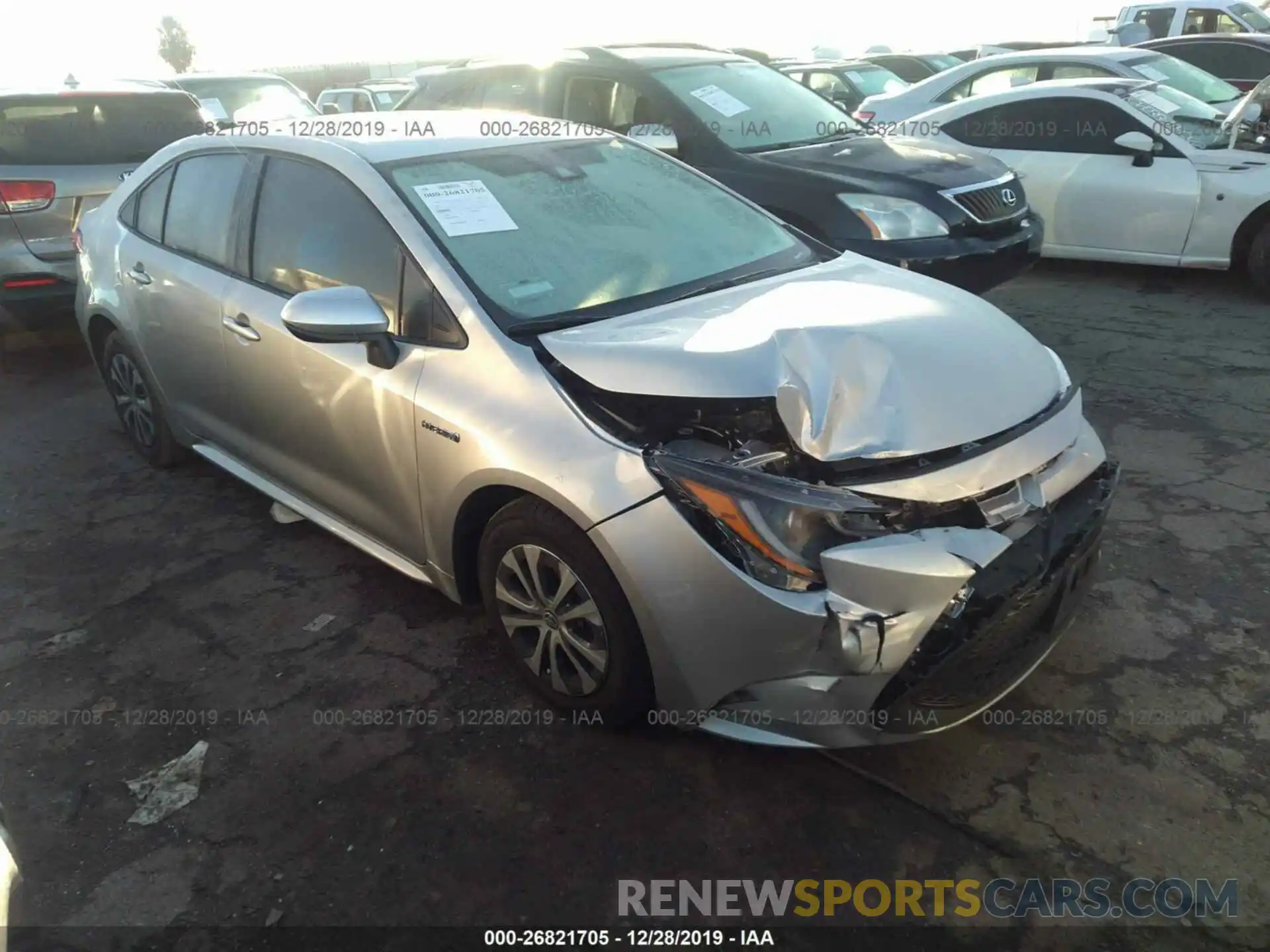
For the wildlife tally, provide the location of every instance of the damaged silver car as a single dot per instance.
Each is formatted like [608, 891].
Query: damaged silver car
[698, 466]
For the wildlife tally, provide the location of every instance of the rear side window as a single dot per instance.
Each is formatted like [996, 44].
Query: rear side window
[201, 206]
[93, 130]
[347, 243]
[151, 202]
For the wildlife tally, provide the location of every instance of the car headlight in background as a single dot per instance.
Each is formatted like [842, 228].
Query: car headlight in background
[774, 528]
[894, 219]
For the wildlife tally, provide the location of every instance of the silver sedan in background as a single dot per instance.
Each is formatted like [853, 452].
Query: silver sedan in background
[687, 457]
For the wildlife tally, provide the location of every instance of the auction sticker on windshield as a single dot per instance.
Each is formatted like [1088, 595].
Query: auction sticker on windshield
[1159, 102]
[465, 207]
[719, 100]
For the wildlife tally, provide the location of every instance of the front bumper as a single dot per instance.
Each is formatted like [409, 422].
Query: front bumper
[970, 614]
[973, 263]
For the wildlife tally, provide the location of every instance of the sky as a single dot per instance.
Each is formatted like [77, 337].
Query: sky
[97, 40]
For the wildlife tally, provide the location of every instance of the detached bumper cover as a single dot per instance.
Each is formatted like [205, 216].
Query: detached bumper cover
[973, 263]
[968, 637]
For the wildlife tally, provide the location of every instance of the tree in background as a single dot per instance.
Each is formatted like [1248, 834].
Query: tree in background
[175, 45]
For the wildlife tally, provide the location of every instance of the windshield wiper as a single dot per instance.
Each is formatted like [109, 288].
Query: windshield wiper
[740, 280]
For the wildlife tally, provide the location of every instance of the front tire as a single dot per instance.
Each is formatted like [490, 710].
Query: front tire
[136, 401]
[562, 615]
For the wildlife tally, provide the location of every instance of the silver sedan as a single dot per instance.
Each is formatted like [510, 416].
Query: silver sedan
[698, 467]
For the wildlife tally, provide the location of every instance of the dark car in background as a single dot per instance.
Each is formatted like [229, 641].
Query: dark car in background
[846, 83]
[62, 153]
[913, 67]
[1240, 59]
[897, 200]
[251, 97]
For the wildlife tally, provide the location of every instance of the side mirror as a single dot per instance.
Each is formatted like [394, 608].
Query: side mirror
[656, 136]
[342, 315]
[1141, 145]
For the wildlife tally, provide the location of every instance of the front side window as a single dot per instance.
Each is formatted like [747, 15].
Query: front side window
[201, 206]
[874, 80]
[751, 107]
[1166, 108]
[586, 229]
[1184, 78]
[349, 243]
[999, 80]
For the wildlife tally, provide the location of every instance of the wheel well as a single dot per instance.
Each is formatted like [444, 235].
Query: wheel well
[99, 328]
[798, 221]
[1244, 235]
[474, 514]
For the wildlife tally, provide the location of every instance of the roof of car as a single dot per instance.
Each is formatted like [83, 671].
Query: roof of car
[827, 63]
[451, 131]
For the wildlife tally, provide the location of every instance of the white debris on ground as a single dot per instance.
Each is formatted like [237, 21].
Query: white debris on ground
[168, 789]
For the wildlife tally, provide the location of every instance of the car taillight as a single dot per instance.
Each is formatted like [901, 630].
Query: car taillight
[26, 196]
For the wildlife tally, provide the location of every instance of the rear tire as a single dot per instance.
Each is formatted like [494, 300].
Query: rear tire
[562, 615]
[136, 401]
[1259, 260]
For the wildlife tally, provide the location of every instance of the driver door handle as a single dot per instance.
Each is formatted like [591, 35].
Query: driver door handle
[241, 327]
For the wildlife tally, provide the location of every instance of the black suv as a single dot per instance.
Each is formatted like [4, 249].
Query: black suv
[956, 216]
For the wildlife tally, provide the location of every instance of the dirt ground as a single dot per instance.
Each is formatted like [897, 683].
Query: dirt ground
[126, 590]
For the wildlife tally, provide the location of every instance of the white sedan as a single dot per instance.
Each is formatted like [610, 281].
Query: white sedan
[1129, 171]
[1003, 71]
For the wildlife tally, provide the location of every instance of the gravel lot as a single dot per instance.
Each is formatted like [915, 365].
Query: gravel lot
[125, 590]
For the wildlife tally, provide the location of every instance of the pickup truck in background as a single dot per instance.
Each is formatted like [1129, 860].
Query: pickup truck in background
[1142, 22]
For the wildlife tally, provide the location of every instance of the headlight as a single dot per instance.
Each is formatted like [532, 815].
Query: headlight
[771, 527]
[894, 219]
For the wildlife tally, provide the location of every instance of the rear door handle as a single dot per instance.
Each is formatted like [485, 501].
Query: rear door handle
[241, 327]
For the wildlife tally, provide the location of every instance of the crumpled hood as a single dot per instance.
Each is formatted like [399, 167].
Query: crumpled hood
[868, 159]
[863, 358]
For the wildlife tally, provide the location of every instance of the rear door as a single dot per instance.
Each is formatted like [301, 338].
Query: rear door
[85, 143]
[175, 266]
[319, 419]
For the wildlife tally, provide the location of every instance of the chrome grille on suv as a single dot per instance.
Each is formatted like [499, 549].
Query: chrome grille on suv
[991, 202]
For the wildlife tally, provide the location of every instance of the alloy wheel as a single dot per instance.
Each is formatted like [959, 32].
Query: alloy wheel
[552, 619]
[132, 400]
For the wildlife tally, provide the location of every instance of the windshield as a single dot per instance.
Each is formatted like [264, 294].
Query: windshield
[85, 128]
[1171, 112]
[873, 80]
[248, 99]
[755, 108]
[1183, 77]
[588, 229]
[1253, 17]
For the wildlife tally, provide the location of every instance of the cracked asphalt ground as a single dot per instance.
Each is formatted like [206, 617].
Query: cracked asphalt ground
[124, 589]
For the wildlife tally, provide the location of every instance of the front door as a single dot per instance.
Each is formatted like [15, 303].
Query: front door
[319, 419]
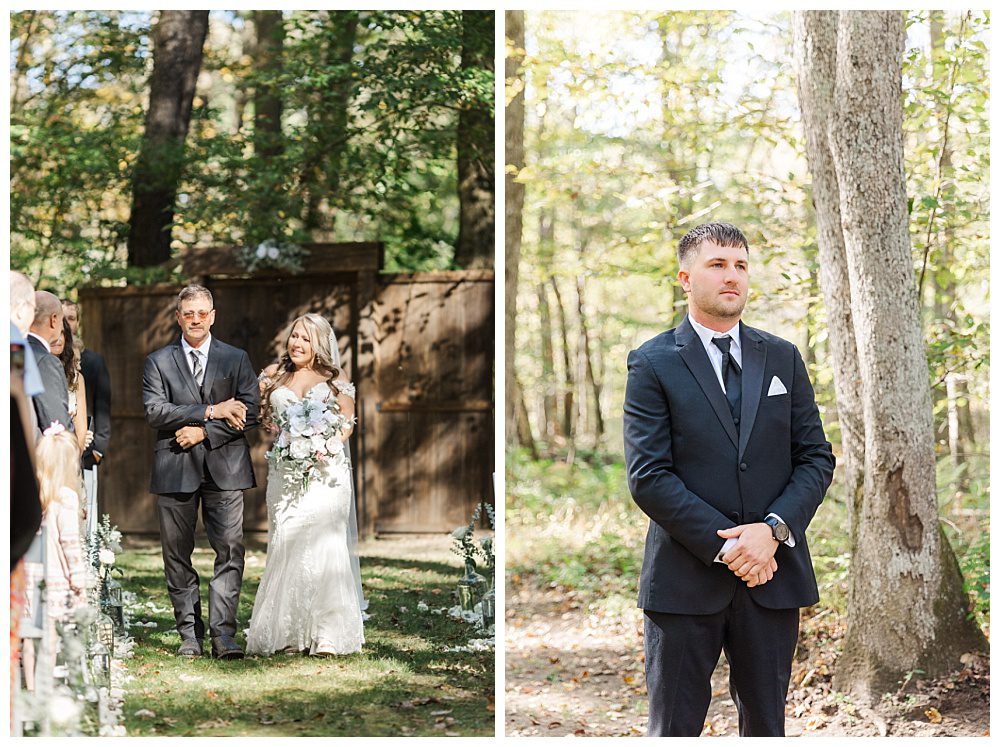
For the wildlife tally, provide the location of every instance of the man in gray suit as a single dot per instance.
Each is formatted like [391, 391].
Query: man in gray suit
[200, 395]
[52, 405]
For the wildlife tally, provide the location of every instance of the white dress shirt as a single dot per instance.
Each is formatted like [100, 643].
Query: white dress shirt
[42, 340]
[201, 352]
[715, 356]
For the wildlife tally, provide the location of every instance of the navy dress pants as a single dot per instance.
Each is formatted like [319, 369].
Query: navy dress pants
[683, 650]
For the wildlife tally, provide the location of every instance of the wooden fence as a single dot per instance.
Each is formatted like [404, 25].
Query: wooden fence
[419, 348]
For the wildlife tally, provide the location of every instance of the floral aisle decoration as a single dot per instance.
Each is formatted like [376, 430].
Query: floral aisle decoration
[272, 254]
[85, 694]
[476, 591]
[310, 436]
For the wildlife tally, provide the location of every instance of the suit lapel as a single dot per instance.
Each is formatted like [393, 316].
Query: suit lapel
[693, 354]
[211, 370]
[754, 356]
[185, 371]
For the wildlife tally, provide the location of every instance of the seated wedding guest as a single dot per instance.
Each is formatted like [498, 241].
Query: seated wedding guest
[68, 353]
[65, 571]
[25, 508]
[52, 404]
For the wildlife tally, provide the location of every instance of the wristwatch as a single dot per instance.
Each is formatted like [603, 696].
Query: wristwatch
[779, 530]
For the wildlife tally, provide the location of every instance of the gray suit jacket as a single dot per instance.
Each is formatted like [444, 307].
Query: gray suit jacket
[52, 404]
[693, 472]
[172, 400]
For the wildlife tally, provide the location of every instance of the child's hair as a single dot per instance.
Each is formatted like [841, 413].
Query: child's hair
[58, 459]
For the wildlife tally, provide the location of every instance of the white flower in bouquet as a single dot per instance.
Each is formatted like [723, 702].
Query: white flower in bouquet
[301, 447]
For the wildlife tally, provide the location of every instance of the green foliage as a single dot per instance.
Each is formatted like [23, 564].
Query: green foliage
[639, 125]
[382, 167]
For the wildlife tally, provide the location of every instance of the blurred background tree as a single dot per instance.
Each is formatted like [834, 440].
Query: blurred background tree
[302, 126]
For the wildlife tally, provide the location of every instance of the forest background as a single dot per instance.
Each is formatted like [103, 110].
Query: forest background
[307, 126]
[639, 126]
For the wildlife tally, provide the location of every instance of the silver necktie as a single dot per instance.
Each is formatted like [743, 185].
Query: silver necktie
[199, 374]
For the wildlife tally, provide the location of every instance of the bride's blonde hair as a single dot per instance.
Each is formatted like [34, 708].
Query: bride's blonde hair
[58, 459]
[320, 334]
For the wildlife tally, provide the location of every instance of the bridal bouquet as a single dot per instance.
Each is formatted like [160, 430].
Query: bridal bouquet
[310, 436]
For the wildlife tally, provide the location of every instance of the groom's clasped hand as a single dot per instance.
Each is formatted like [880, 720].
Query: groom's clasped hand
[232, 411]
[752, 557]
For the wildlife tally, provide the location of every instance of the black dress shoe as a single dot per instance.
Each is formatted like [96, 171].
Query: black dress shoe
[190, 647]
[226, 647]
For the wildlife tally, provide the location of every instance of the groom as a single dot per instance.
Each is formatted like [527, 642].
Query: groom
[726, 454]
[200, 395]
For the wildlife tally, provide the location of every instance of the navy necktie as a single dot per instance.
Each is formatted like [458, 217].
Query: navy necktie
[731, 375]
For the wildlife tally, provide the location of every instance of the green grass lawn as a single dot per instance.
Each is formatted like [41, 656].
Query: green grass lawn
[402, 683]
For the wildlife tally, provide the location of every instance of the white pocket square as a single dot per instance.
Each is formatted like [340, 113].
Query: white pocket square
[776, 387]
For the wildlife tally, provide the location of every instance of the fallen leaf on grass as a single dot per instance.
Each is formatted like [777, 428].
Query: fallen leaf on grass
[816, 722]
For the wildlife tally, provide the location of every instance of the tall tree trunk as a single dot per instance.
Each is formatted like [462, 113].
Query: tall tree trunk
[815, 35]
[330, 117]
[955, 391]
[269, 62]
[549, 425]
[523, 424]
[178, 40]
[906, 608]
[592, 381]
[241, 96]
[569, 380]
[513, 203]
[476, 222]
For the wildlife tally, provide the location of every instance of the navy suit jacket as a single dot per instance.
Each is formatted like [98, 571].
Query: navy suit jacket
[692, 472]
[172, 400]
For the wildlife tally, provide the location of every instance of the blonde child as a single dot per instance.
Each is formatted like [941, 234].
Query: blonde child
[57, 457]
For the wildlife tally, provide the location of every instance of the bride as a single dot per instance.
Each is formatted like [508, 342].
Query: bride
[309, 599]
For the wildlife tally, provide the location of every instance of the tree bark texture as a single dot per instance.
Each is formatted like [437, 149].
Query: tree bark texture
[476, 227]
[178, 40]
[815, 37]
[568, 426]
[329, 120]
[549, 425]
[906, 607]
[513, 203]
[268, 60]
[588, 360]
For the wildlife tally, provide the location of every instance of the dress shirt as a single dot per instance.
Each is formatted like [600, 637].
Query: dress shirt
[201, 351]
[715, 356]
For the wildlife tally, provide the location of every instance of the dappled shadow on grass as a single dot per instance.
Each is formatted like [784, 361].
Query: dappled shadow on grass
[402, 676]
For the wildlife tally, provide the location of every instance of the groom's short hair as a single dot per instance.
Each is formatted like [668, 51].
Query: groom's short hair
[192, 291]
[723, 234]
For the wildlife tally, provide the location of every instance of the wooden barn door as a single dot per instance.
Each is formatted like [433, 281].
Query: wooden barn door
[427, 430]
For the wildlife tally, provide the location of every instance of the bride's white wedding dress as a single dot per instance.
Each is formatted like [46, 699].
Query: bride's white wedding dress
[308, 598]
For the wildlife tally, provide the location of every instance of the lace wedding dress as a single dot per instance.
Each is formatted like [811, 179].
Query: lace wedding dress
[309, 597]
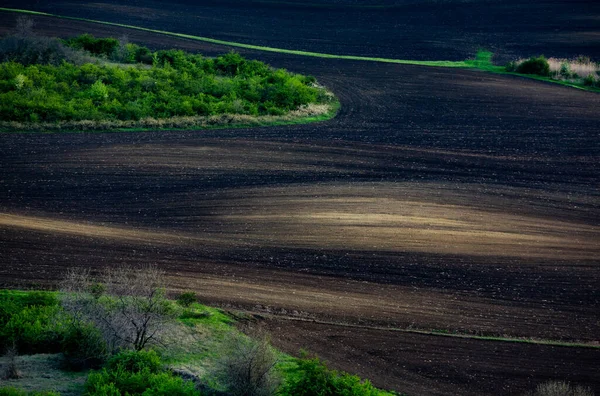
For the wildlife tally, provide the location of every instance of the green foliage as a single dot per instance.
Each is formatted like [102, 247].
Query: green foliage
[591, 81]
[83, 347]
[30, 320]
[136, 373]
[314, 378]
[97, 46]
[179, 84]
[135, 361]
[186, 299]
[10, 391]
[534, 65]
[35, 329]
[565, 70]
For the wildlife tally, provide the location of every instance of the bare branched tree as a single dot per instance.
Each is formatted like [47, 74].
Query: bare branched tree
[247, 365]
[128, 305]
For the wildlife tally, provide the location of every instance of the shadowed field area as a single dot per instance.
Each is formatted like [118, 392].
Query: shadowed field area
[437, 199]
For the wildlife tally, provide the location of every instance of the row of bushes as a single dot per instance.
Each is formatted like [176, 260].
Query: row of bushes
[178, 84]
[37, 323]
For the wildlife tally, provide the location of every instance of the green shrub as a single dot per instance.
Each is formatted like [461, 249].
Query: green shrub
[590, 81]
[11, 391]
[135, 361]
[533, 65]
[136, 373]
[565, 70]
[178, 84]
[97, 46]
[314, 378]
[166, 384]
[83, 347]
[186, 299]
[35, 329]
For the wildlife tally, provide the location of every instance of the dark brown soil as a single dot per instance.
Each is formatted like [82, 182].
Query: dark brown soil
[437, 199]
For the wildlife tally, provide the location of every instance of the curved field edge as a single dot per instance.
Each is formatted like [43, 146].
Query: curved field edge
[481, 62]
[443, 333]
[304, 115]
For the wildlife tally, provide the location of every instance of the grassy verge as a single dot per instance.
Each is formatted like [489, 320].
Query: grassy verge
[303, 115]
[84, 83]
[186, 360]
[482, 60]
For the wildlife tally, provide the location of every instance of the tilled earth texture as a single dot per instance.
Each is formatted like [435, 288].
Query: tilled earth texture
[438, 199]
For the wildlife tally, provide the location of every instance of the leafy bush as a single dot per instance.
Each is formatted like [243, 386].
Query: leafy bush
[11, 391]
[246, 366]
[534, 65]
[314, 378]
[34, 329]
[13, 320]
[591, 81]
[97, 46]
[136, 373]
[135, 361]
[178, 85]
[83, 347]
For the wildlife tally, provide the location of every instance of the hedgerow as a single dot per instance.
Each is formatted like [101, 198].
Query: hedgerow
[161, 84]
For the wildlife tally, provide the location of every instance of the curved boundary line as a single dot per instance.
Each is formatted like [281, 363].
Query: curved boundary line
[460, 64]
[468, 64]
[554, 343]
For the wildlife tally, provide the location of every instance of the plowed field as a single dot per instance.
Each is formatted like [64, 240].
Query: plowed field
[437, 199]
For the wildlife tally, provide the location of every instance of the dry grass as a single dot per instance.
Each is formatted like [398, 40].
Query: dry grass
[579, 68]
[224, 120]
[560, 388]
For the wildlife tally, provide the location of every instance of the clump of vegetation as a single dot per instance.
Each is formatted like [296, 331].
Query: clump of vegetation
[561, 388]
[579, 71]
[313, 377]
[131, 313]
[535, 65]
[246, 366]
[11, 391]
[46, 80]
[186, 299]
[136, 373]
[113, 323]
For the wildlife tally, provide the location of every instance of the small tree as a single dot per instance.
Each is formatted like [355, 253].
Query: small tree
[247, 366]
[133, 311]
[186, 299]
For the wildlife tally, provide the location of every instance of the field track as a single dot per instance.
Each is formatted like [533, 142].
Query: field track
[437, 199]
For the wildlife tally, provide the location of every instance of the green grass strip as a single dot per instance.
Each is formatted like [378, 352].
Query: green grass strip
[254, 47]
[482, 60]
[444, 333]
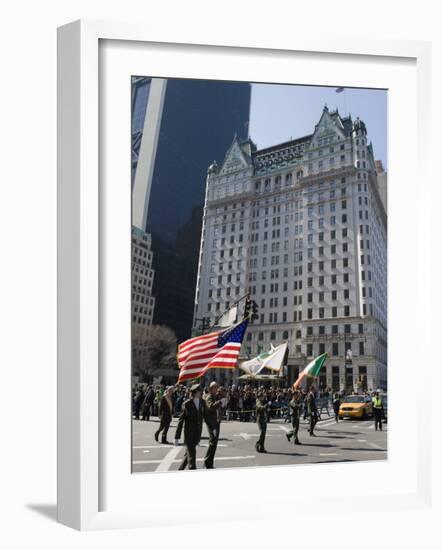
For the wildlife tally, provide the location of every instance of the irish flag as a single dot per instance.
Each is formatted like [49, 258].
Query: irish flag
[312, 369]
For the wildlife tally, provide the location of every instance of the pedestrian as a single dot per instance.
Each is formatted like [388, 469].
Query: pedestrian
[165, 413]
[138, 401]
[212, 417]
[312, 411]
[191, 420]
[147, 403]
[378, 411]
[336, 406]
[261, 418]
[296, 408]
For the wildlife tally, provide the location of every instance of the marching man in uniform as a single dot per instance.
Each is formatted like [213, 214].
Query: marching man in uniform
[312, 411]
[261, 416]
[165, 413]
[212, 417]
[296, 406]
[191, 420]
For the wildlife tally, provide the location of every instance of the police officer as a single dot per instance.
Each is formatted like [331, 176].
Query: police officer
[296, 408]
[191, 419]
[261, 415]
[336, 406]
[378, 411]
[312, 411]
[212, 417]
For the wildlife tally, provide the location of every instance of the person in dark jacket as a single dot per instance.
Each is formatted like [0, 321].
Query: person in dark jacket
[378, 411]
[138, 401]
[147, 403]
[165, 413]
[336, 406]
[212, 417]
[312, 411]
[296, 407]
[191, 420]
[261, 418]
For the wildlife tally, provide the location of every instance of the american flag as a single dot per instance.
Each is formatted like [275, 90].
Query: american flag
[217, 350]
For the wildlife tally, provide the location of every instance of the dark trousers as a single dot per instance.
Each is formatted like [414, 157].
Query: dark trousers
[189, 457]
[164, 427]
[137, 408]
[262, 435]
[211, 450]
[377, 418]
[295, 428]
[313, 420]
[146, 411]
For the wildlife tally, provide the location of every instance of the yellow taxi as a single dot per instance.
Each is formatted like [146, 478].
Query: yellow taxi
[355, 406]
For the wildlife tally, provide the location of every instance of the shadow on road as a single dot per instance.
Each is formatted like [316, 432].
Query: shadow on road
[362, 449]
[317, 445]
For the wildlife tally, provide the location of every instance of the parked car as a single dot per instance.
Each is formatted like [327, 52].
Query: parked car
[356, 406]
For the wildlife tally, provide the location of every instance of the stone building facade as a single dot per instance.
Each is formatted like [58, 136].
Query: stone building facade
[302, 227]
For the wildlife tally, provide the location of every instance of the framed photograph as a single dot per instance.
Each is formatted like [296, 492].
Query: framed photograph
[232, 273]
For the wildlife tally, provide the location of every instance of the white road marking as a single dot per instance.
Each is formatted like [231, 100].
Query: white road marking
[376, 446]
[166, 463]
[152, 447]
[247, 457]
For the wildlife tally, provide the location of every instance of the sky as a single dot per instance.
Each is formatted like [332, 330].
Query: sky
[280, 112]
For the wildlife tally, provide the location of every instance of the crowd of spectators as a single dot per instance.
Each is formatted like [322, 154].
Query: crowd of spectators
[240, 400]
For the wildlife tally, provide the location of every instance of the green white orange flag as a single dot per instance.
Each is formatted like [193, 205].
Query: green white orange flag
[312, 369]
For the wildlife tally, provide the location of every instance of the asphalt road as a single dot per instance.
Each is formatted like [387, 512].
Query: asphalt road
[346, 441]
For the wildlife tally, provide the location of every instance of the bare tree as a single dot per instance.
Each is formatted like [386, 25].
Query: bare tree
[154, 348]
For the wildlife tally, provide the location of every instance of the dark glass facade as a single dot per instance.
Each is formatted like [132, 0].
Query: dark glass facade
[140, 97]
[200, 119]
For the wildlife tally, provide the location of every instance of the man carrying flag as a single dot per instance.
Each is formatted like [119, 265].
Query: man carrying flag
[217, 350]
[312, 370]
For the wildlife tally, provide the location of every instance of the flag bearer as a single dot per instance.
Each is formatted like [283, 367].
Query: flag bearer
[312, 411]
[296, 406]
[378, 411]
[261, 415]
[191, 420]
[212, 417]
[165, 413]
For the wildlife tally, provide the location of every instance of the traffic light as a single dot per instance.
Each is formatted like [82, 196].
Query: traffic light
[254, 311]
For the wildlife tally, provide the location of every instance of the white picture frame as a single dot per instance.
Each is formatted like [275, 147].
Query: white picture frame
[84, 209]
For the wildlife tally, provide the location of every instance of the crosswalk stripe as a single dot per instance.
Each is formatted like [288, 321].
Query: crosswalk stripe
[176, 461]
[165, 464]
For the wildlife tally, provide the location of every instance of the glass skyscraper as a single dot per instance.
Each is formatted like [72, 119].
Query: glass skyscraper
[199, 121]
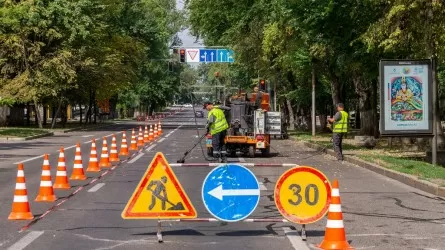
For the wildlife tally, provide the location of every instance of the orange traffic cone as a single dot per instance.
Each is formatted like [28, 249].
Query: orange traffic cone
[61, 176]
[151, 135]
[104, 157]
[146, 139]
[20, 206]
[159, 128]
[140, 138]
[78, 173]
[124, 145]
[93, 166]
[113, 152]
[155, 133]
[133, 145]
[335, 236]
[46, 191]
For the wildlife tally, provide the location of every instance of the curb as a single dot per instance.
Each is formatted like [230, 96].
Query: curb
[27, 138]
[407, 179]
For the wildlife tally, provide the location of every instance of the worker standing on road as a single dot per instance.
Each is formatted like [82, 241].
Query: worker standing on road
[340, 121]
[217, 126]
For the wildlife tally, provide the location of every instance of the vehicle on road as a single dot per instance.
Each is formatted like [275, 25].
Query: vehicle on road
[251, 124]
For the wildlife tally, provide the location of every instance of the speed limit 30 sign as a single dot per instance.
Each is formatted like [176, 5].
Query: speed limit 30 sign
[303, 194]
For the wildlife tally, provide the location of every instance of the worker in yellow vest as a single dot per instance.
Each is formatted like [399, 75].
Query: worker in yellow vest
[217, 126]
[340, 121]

==========

What to do: Repeat word for word the lines running from the line containing "cone as a single dot per instance." to the end of the entries above, inclusive.

Expected output:
For the wildlife tally, provide the location of every instance of the orange traffic cone as a single dot per instance.
Each is formatted like [28, 249].
Query: orange traffic cone
[61, 176]
[151, 135]
[104, 157]
[146, 139]
[20, 206]
[159, 128]
[140, 138]
[78, 173]
[124, 145]
[93, 166]
[113, 152]
[155, 133]
[133, 145]
[335, 236]
[46, 191]
For the wildlife tally, provide the location of every instance of the curb as a single dot per instance.
Each is formatted like [230, 96].
Query: curb
[27, 138]
[407, 179]
For the wildlife tally, provide the location of every instance of the worker standing on road as a single dot per instance.
Each is formatted like [82, 241].
Query: worker standing on road
[340, 121]
[217, 126]
For the wildlife tally, provide the location of every instance of the vehicle on road as a single dot per instance.
Each is formatted like [275, 25].
Query: vehicle on road
[251, 124]
For the wildlife tally, provide the location of every instance of the speed limit 30 sign as a single dot per instance.
Each is formatted like [176, 5].
Query: speed limit 30 sign
[303, 194]
For the wildlife tally, provide the location of every instance of the worker in yellow vest as a single dot per instance.
Each is formatted like [399, 75].
Query: worker in yellow vest
[217, 126]
[340, 121]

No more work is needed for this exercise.